— START SELECTED TEXT —
Safeguard 13.7: Deploy a Host-Based Intrusion Prevention Solution

To meet the safeguard 13.7: deploy a host-based intrusion prevention solution requirement, you must implement host-based intrusion prevention (HIPS) on in-scope endpoints and servers, centrally manage it, and prove it is operating (policies applied, alerts generated, responses tracked). Your fastest path is to standardize an approved HIPS tool, define enforcement modes, and retain recurring evidence of coverage and tuning. 1

Key takeaways:

  • Treat 13.7 as an “agent-on-host + managed policy + monitored alerts” control, not a one-time install. 1
  • Scope first: you cannot defend what you cannot inventory, so tie deployment to your endpoint/server inventory and ownership model. 1
  • Audit readiness depends on evidence that HIPS is enforced and maintained, not screenshots of a console. 1

Safeguard 13.7 focuses on stopping malicious behavior on the host itself by deploying a host-based intrusion prevention solution (HIPS). Operationally, this means more than installing an endpoint agent. You need a prevention capability that can block or contain suspicious activity, a centralized way to configure and update protections, and a process to review and respond to what the tool detects. 1

For a Compliance Officer, CCO, or GRC lead, the main challenge is translating “deploy HIPS” into an auditable, repeatable control. Examiners will test whether deployment is complete for defined in-scope systems, whether exceptions are controlled, and whether the program is tuned so it reduces risk rather than generating noise that gets ignored. 1

This page gives requirement-level guidance you can hand to security operations: scoping decisions, minimum configuration expectations, evidence to retain, and the operational rhythm that proves the control works. It also highlights the most common implementation mistakes that cause “paper compliance” and how to avoid them.
— END SELECTED TEXT —
▸ **REQUIREMENT 1**
Extract the stretch of the Safeguard 13.7 text from "For a Compliance" through "to avoid them.".
▸ **REQUIREMENT 2**
Write the next part of the Safeguard 13.7 text, picking up after its last sentence.
The records aren't needed for this work.
— START DATASET EXTRACT —
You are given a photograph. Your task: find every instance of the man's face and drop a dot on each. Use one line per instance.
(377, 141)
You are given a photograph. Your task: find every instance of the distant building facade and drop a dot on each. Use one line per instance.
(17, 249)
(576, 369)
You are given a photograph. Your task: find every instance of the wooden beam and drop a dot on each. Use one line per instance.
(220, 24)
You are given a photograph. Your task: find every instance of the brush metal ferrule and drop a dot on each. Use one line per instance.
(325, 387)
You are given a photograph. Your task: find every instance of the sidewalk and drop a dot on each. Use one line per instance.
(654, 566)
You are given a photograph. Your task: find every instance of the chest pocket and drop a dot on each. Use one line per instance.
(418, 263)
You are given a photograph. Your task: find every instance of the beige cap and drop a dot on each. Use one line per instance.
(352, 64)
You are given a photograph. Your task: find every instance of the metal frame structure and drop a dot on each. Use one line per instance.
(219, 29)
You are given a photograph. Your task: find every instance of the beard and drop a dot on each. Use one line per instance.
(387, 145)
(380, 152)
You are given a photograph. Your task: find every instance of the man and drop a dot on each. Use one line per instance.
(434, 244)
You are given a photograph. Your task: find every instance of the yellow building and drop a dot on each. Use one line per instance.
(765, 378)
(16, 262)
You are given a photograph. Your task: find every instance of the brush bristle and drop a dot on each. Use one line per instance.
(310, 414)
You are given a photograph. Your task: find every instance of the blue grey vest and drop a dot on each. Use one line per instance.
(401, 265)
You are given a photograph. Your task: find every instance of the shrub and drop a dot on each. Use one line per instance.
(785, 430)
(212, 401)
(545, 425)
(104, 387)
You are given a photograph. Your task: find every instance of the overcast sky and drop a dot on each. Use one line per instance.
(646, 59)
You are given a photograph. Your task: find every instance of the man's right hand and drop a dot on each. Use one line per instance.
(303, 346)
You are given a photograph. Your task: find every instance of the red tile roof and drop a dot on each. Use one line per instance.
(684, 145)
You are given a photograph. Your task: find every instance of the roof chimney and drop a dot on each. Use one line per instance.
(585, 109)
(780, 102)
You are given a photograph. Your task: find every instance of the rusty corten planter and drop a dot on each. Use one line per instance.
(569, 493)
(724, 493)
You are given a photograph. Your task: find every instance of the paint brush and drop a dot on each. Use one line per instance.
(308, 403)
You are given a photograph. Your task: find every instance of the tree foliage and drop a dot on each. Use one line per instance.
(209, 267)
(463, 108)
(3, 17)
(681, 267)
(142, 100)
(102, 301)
— END DATASET EXTRACT —
▸ **ANSWER 1**
For a Compliance Officer, CCO, or GRC lead, the main challenge is translating “deploy HIPS” into an auditable, repeatable control. Examiners will test whether deployment is complete for defined in-scope systems, whether exceptions are controlled, and whether the program is tuned so it reduces risk rather than generating noise that gets ignored. 1

This page gives requirement-level guidance you can hand to security operations: scoping decisions, minimum configuration expectations, evidence to retain, and the operational rhythm that proves the control works. It also highlights the most common implementation mistakes that cause “paper compliance” and how to avoid them.

▸ **ANSWER 2**
Regulatory text

Requirement (framework expectation): “CIS Controls v8 safeguard 13.7 implementation expectation (Deploy a Host-Based Intrusion Prevention Solution).” 1

Operator interpretation of what you must do:

  • Deploy a HIPS capability on hosts that matter to your risk posture (endpoints and servers in scope).
  • Manage it as a security control: standard policies, updates, monitoring, and exceptions.
  • Prove operation through recurring evidence capture tied to the control, not ad hoc screenshots. 1

Plain-English interpretation

HIPS is prevention on the endpoint/server. You are putting a control on the host that can detect suspicious activity and block it, based on rules, behavior, or exploit techniques. If your tooling is “detection-only” and your organization never enables prevention actions (block, isolate, kill process), you should expect pushback during an assessment of safeguard 13.7. 1

Who it applies to

Entity types: Enterprises and technology organizations adopting CIS Controls v8 as a security baseline. 1

Operational contexts where 13.7 is usually in scope:

  • Corporate endpoints (Windows/macOS/Linux laptops and desktops)
  • Server fleets (on-prem and cloud VMs)
  • Persistent VDI and managed workstations
  • High-risk engineering/admin workstations (“privileged endpoints”)
  • Systems supporting regulated data, critical business services, or production operations (as defined in your system classification)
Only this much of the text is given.